EXERCISE
Each record below must come back exactly as written; its pictures must not.

DATA PROVIDED
──────────────────────────────

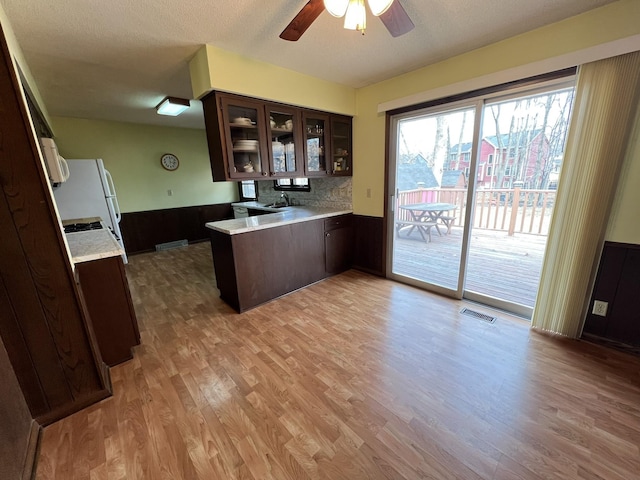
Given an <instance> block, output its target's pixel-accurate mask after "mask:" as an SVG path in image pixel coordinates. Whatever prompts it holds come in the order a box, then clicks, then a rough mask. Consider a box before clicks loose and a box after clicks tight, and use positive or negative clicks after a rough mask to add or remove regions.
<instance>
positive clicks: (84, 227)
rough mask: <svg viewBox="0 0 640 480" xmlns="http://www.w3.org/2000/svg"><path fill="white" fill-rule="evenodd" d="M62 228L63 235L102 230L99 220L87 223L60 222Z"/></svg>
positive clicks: (79, 222) (101, 225)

──────────────────────────────

RESPONSE BOX
Given an <instance> block, output its target's pixel-accurate mask after "mask:" as an SVG path in image pixel coordinates. Whatever prompts it holds come in the order a box, then clicks, then a rough mask. Consider a box before clicks loose and a box after clicks tight, and use positive or negative clicks after a rough mask to add or remove regions.
<instance>
positive clicks: (84, 227)
rough mask: <svg viewBox="0 0 640 480" xmlns="http://www.w3.org/2000/svg"><path fill="white" fill-rule="evenodd" d="M62 228L63 235L102 230L99 220L87 223L60 222Z"/></svg>
positive clicks: (79, 222) (101, 225)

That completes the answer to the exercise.